**Texte du document**
■ ■ ■ ■ ■ ■ ■

Ironie de l’Histoire ? C’est parce qu’elle avait été critiquée pour avoir porté un jean en Conseil des ministres que Cécile Duflot avait finalement pris la décision d’acheter cette fameuse robe Boden à l’origine de la polémique.À croire que cela ne va décidément jamais.

On se souvient également des remarques peu élogieuses envoyées par ces messieurs à la ministre et députée Roselyne Bachelot qui a dû, pendant un temps, ranger ses tailleurs colorés au placard ou encore des confessions de Valérie Pécresse qui a admis ouvertement, à maintes reprises, devoir modeler ses tenues pour gagner en crédibilité (et accessoirement, on imagine, en tranquillité.).

Une féminité exclue de la souveraineté populaire

Veste épaulée, pantalons bien coupés, couleurs sombres : le dressing de la femme politique moderne se décline – par extension – tout en austérité, excluant de fait tout signe ostentatoire de frivolité (poke Bernard Debré qui s’inquiétait en 2012 de la pertinence des tenues Louis Vuitton et Dior de Rachida Dati) ou encore, et surtout, de féminité.

■ ■ ■ ■ ■ ■ ■

**Entrées fournies**
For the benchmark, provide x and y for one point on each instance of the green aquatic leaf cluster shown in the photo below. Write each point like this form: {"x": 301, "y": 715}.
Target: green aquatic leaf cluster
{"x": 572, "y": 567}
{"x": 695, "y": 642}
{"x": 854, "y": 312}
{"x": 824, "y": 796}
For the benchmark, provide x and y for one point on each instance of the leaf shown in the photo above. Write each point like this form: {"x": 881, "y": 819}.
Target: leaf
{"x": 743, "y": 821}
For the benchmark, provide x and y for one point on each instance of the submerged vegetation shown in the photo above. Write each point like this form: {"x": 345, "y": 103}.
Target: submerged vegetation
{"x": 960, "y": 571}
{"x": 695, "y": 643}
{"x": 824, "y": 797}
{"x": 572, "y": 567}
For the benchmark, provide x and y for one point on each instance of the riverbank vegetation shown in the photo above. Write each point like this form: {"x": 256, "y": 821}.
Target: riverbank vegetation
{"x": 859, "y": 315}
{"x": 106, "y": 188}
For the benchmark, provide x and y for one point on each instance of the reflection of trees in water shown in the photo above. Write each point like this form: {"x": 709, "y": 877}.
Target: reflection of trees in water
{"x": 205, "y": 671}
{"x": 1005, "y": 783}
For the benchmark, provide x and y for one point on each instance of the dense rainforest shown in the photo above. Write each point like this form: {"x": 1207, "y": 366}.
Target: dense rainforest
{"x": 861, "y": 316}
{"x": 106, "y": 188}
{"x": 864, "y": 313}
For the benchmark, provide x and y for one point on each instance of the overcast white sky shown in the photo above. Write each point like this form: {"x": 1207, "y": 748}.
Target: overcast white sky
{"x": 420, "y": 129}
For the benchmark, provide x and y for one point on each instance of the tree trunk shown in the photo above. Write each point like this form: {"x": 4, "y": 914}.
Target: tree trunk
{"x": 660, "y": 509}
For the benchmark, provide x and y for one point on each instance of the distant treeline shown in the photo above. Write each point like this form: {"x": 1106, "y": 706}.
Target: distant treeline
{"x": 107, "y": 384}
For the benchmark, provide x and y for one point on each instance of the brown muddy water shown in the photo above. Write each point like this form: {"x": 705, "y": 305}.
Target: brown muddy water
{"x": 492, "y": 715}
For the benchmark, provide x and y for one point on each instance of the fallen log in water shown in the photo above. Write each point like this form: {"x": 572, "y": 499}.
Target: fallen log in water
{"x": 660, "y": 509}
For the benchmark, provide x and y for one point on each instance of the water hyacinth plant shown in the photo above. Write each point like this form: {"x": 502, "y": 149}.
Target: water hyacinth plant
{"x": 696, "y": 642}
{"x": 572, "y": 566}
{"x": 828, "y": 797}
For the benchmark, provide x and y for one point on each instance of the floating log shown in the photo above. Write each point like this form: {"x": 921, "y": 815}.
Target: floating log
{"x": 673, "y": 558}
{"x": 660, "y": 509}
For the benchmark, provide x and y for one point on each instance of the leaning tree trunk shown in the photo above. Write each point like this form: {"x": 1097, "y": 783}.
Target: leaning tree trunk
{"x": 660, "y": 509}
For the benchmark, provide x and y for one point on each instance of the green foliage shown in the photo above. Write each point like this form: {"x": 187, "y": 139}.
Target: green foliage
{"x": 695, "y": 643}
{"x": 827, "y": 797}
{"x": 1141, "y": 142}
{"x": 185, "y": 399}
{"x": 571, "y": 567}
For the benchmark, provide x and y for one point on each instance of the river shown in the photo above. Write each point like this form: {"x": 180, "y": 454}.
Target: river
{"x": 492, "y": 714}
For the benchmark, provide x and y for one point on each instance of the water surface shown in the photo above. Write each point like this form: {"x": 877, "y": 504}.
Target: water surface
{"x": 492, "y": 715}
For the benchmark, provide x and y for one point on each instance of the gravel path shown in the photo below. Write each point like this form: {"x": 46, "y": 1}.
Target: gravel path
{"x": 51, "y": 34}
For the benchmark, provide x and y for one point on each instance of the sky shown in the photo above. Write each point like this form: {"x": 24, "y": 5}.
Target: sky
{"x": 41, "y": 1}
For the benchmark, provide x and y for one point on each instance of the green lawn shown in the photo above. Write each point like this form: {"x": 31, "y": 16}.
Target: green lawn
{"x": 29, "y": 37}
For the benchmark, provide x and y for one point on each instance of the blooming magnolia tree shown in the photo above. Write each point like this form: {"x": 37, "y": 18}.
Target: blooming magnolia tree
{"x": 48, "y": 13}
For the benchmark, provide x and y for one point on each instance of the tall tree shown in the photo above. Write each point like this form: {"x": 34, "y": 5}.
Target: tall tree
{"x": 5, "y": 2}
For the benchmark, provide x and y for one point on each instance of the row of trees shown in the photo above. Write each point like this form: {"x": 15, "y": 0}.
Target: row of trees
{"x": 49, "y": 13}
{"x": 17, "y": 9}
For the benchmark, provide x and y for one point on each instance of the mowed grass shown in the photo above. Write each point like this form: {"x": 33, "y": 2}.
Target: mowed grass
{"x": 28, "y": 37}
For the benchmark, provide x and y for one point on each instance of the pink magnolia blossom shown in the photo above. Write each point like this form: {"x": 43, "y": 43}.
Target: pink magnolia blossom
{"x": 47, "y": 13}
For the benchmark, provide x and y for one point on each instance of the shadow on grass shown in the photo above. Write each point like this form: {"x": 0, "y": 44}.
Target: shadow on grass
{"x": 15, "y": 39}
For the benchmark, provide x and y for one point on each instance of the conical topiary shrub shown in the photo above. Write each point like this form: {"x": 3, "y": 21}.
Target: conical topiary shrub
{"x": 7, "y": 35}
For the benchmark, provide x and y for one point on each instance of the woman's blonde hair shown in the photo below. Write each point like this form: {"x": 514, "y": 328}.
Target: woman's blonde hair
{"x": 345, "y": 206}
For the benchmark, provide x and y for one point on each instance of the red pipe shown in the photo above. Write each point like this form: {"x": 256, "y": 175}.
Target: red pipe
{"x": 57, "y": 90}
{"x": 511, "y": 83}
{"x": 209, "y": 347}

■ ■ ■ ■ ■ ■ ■

**Exercices proposés**
1. D'après le texte sur les tenues des femmes politiques, pourquoi Cécile Duflot avait-elle décidé d'acheter la robe Boden ?
2. Ces affirmations concordent-elles avec le texte sur les tenues des femmes politiques ? Pour chacune, répondez par oui ou non en citant les mots décisifs du texte. (a) Valérie Pécresse a reconnu adapter ses tenues pour paraître plus crédible. (b) Roselyne Bachelot a renoncé pour toujours à ses tailleurs colorés. (c) Le dressing de la femme politique moderne privilégie les couleurs vives.
3. Prolongez le texte sur les tenues des femmes politiques à partir de sa dernière phrase.

**Réponses par tâche**
1. Parce qu'elle avait été critiquée pour avoir porté un jean en Conseil des ministres.

2.
(a) Oui : « a admis ouvertement, à maintes reprises, devoir modeler ses tenues pour gagner en crédibilité ».
(b) Non : « a dû, pendant un temps, ranger ses tailleurs colorés au placard ».
(c) Non : « Veste épaulée, pantalons bien coupés, couleurs sombres ».

3.
« Les hommes ne supportent pas l’arrivée de femmes désirables dans leur domaine gardé. » remarquait Françoise Giroud, les politiciens obligeant ainsi de facto leurs consœurs à euphémiser leur féminité par l’adoption d’une tenue réputée traditionnellement masculine.

Une règle vestimentaire tacite muée en sésame non avoué d’accès au pouvoir qui, lorsqu’elle est transgressée par l’adoption d’une tenue réputée féminine, se solde par une répression symbolique violente, à l’image de celle vécue publiquement par Cécile Duflot en 2012.

Dans la vidéo publiée sur Youtube, l’ancienne ministre souligne d’ailleurs le caractère collectif et spontané de ces huées. « Ces messieurs de l’UMP ont sifflé l’introduction du genre (sexué) affiché, montré, exhibé dans l’hémicycle », abonde Dominique Dupart, Maîtresse de conférence en littérature à l’université de Lille-III dans une tribune publiée en 2012 dans Libération.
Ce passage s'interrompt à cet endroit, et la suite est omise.